WHAT IS NEEDED:
Arrange every line of the entries below as a numbered list, omitting any blank lines.

# EXERCISE DATA start

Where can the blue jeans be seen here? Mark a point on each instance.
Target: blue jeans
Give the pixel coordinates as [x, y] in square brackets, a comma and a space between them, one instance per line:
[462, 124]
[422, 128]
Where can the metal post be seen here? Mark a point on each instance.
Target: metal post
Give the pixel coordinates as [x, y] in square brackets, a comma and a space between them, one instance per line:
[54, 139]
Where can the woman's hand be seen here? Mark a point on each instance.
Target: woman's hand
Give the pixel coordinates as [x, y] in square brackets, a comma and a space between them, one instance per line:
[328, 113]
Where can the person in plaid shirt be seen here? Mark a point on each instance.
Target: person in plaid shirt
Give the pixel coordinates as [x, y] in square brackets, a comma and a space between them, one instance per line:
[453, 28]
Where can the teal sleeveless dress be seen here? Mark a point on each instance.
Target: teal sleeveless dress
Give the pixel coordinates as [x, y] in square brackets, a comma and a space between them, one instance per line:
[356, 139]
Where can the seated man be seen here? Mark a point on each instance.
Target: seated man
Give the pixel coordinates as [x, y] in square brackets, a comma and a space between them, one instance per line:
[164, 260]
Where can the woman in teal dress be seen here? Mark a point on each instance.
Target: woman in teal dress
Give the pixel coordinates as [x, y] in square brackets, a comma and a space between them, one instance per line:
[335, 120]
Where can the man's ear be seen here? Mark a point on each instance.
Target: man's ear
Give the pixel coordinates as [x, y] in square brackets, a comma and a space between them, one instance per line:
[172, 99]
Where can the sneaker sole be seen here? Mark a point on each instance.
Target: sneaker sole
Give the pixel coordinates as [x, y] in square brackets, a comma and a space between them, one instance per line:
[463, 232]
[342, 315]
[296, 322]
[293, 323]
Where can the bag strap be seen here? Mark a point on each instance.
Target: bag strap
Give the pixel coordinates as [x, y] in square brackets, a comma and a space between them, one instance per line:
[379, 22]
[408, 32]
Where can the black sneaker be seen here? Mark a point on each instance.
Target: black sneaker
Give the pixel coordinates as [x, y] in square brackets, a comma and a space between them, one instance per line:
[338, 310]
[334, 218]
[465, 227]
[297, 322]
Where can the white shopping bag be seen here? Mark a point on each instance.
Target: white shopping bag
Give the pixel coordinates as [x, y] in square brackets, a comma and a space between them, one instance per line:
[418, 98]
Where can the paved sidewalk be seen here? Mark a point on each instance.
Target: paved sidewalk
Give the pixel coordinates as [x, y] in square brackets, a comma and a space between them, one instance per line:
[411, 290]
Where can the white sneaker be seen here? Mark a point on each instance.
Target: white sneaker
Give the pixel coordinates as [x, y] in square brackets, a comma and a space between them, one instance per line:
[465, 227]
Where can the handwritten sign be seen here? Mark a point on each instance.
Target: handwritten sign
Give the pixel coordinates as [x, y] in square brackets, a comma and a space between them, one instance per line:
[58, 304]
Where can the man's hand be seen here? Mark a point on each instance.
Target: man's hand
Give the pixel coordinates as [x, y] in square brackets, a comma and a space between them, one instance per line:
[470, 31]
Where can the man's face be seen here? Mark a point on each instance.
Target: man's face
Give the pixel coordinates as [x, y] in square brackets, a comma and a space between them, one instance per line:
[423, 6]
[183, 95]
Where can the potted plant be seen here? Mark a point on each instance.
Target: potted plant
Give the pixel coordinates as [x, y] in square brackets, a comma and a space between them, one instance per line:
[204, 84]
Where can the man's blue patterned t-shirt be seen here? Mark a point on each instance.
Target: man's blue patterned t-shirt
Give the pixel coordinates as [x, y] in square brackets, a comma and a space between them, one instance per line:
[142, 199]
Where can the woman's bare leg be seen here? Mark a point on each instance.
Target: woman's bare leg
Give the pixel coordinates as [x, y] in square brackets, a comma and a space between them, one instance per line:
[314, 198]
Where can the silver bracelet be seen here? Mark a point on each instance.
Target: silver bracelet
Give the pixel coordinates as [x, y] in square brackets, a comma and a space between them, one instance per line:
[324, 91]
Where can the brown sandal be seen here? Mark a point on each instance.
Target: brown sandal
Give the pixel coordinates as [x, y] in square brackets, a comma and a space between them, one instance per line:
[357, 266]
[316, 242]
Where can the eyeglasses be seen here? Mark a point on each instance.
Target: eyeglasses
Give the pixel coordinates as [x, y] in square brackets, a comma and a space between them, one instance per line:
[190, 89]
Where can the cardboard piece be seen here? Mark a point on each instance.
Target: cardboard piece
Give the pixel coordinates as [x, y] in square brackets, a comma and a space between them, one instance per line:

# EXERCISE DATA end

EXERCISE ANSWER:
1. Where can the blue jeans be seen here? Mark a point on each instance.
2. Target: blue jeans
3. Give the pixel coordinates as [x, y] in square brackets, a comma and a space between them, one instance per line:
4. [462, 124]
5. [422, 128]
6. Where can the metal post be seen here? Mark a point on each instance.
7. Target: metal post
8. Give the pixel coordinates as [x, y] in square brackets, a comma and a space between them, one instance per line:
9. [54, 139]
10. Where can the woman's hand be seen here? Mark a point on each instance.
11. Target: woman's hand
12. Give the pixel coordinates as [x, y] in square brackets, a comma and a space between them, one instance per line:
13. [328, 113]
14. Where can the person in plaid shirt be seen here? Mark a point on each instance.
15. Target: person in plaid shirt
16. Give the pixel coordinates as [x, y] in square brackets, a comma and a space between them, one instance per line:
17. [453, 28]
18. Where can the teal sleeveless dress be seen here? Mark a point on each instance.
19. Target: teal sleeveless dress
20. Give the pixel coordinates as [x, y] in square brackets, a comma and a space between them, one instance per line:
21. [356, 139]
22. Where can the seated man be seen here? Mark a point on each instance.
23. Target: seated man
24. Give the pixel coordinates as [x, y] in square brackets, a comma and a space between them, one instance per line:
25. [164, 260]
26. Where can the woman in teal dress be seen here? Mark a point on each instance.
27. Target: woman in teal dress
28. Give the pixel coordinates as [x, y] in square brackets, a comma and a space between them, one instance per line:
29. [335, 120]
30. Where can the man's ear be seen here? Mark a point on each instance.
31. Target: man's ear
32. Give the pixel coordinates as [x, y] in square brackets, a comma and a space between them, one instance per line:
33. [172, 99]
34. Where can the sneaker sole be seen here? Mark a point on each instance.
35. Target: sneaker sole
36. Give the pixel coordinates as [x, y] in square brackets, a comma and a space between them, one instance per line:
37. [463, 232]
38. [342, 315]
39. [296, 322]
40. [293, 323]
41. Where can the bag strap be seen here? Mark a point on each instance.
42. Target: bag strap
43. Give the pixel coordinates as [x, y] in square brackets, a comma and a space between them, one instance per line:
44. [379, 22]
45. [408, 32]
46. Where can the black sneaker be seen here? Mark a point on each instance.
47. Target: black sneaker
48. Give the pixel coordinates as [x, y] in square brackets, a comma and a space between them, one instance per line:
49. [338, 310]
50. [334, 218]
51. [465, 227]
52. [297, 322]
53. Where can the white shopping bag be seen here? Mark a point on each instance.
54. Target: white shopping bag
55. Give the pixel coordinates as [x, y] in square brackets, a comma and a space between them, one instance per line:
56. [418, 98]
57. Where can the paved sidewalk be seen here? Mark a point on each instance.
58. Target: paved sidewalk
59. Give the pixel coordinates as [x, y] in square brackets, a comma and a space between them, one instance per line:
60. [411, 290]
61. Where can the white sneaker be seen here? Mark a point on each instance.
62. Target: white sneaker
63. Give the pixel coordinates as [x, y] in square brackets, a comma and a space between them, one instance per line:
64. [465, 227]
65. Where can the handwritten sign be seen here? Mark a point on each instance.
66. Target: handwritten sign
67. Give the pixel coordinates as [x, y] in square brackets, a comma and a space between them, one instance per line:
68. [58, 304]
69. Where can the man's hand be seen here? Mark a point on each instance.
70. Target: man's hand
71. Give the pixel coordinates as [x, y] in square brackets, a comma and a space between them, one instance per line:
72. [470, 31]
73. Where can the man's face be seen here? Mark a point on each instance.
74. Target: man's face
75. Give the pixel coordinates as [x, y] in square brackets, a comma and a space between them, one instance per line:
76. [423, 6]
77. [183, 95]
78. Where can the potted plant be seen here? Mark a point on each instance.
79. Target: potted plant
80. Give the pixel coordinates as [x, y] in square brackets, a comma and a space between them, one instance per line:
81. [204, 84]
82. Where can the man's blue patterned t-shirt be seen here? Mark a point on each instance.
83. Target: man's blue patterned t-shirt
84. Give the pixel coordinates as [x, y] in square brackets, a comma and a space between them, one instance per line:
85. [142, 199]
86. Where can the woman's bare leg be seen here? Mark a point on each instance.
87. Target: woman's bare leg
88. Give the pixel coordinates as [x, y] in square brackets, a comma and a space between them, one instance per line:
89. [314, 198]
90. Where can the silver bracelet be seen here? Mark a point on each instance.
91. Target: silver bracelet
92. Give the pixel coordinates as [x, y] in square brackets, a comma and a space between them, one instance per line:
93. [324, 91]
94. Where can the brown sandal be seen here? Mark a point on each instance.
95. Target: brown sandal
96. Give the pixel coordinates as [x, y] in square brackets, a comma and a space between them, one instance per line:
97. [357, 266]
98. [316, 242]
99. Where can the eyeglasses be seen here? Mark a point on each instance.
100. Target: eyeglasses
101. Give the pixel coordinates as [x, y] in square brackets, a comma and a space between them, one instance per line:
102. [190, 89]
103. Where can the cardboard piece be seen here? Mark a point on each instance.
104. Target: cardboard piece
105. Give the pixel coordinates as [x, y] in square brackets, a comma and a space between them, one instance per line:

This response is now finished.